* WORK INSTRUCTIONS: Everything in the data should be repeated exactly, save for the images.

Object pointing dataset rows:
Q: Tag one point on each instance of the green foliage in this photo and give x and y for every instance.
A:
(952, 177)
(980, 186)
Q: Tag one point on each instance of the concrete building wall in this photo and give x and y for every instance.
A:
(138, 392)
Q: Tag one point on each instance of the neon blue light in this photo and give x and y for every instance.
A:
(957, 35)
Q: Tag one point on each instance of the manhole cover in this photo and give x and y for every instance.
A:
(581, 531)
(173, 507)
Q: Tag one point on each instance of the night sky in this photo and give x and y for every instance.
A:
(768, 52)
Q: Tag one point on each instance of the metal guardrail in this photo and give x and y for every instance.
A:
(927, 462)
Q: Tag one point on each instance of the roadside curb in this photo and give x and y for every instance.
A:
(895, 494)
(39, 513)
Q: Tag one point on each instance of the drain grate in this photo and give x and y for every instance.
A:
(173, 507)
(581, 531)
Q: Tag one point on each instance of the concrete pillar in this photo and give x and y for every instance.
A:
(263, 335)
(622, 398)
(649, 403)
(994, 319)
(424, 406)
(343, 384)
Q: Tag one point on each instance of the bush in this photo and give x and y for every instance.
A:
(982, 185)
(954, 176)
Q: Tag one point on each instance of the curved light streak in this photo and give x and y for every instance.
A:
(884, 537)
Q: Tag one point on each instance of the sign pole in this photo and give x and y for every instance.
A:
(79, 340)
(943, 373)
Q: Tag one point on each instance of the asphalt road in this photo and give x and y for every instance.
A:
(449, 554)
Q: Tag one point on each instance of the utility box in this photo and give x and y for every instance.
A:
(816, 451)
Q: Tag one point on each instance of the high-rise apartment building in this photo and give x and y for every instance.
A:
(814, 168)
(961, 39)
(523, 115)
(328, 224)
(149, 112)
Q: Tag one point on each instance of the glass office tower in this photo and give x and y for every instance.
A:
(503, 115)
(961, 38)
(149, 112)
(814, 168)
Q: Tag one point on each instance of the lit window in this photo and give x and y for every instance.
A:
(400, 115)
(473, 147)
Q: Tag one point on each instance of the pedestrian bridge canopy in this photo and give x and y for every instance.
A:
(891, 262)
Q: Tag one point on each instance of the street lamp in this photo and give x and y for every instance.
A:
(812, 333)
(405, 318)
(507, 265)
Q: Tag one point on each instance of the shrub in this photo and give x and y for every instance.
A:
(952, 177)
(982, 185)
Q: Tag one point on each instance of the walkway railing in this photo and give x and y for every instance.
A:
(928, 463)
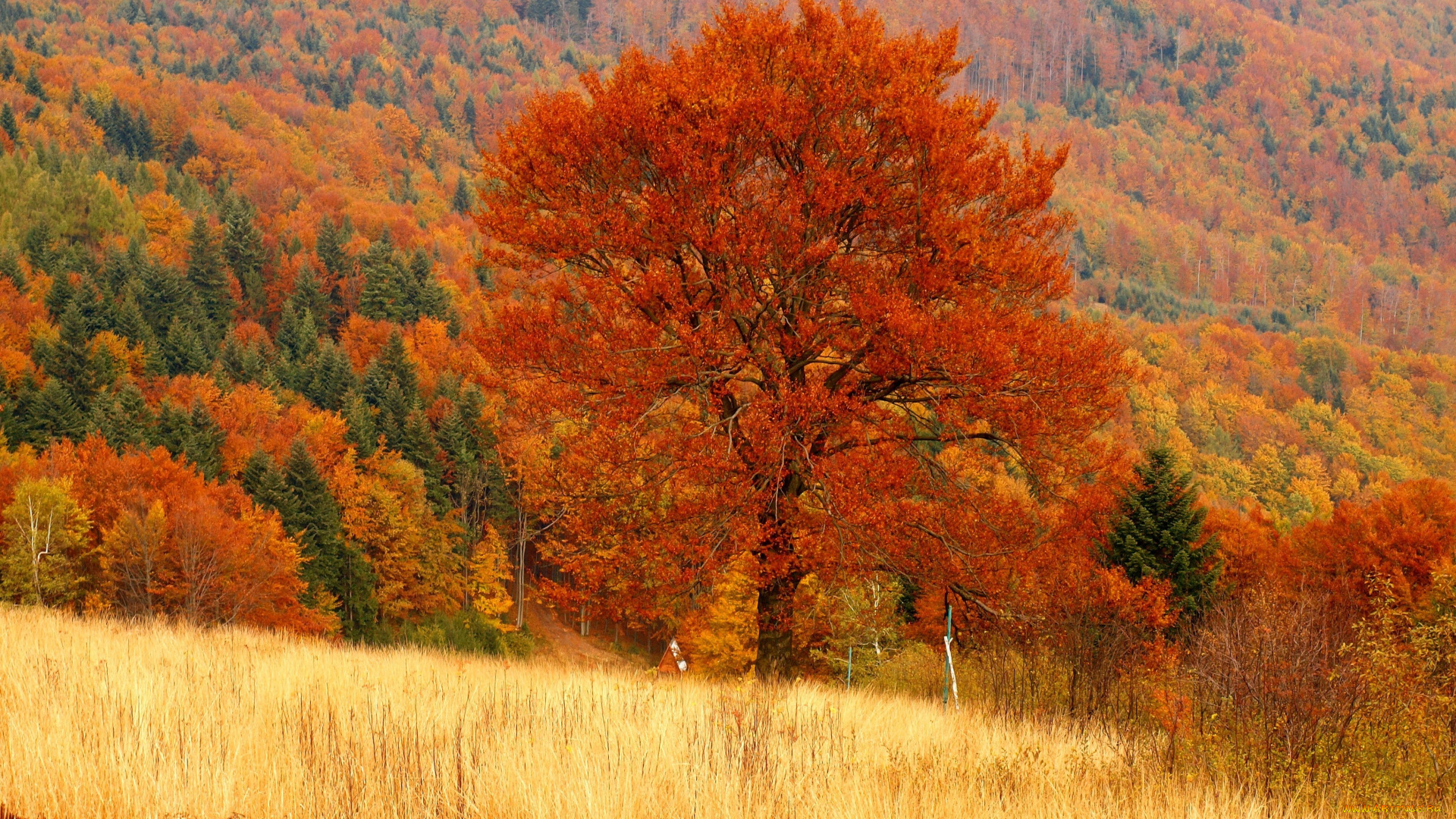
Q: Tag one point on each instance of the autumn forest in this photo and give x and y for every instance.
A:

* OUTPUT FOR THIS EXERCISE:
Q: Tag one point on each instance of the green foliage in this photo and give x and y for every instance.
A:
(952, 177)
(980, 186)
Q: Tag one point on each instance of the concrete building wall in this photo and give x and y for every instance.
A:
(138, 392)
Q: Tag one point on each instance of the neon blue light in this photo and give x and y for every instance.
A:
(957, 35)
Q: Tag one point on each instance of the manhole cover in this photo and give x and y for every instance.
A:
(581, 531)
(173, 507)
Q: Tag one point on each instance of the night sky in this photo and give x and y for every instance.
A:
(768, 52)
Q: Tag one point on each instance of the metal guardrail in this photo and give x and y for every instance.
A:
(927, 462)
Q: Tag one point on each instance of the roadside curb in this photo and give x and y for every instance.
A:
(895, 494)
(39, 513)
Q: Tag one point on each instance of the drain grate in this photo and give x and y for every instance.
A:
(173, 507)
(581, 531)
Q: Tag one point on each instance of the concrete pillar in this photo and give x and y for every instance.
A:
(263, 335)
(622, 398)
(649, 403)
(994, 319)
(424, 406)
(343, 384)
Q: Tag one point on each instance of the bush in this photo and give x and y for every instance.
A:
(982, 185)
(954, 176)
Q: Tag one point on each instance of the curved light streak in this photo and give x and y for every instance.
A:
(884, 537)
Q: Tag one point on each instance of the sign pole in this photo and give x and y for every instance.
A:
(79, 340)
(943, 373)
Q: Tag one point on each instance of the asphalt road in this photo and give x and y for every instance.
A:
(449, 554)
Q: Tag one point on each instance of the utility box in this photo and give x and y for every instance.
A:
(816, 451)
Q: Tag one point on each instance of the high-rise apartment building in this photo and give x and y for every instance.
A:
(814, 168)
(961, 39)
(523, 115)
(328, 224)
(149, 112)
Q: Tag one point on each instance of the glass office tower in this photo and give x and y for every instance.
A:
(503, 115)
(961, 38)
(149, 112)
(814, 168)
Q: Tag one point on each instance of the lit window in this photo and give x and y for every instance.
A:
(400, 115)
(473, 147)
Q: Tag one point on each instance of the pedestrian bridge canopy in this photo and give x and y for every instance.
A:
(891, 262)
Q: Tag one point on each instance of the street lamp in this photo and give x and y for every instance.
A:
(812, 333)
(405, 318)
(507, 265)
Q: Tag one point on each instance of the shrub in this photo and give x and y for every instance.
A:
(952, 177)
(982, 185)
Q: Tag one point on each instance of the walkway railing in this photo and give x and y for every instance.
A:
(928, 463)
Q: Tag one point on each instance of the autumn forest in this photo and give x and y for every instance.
A:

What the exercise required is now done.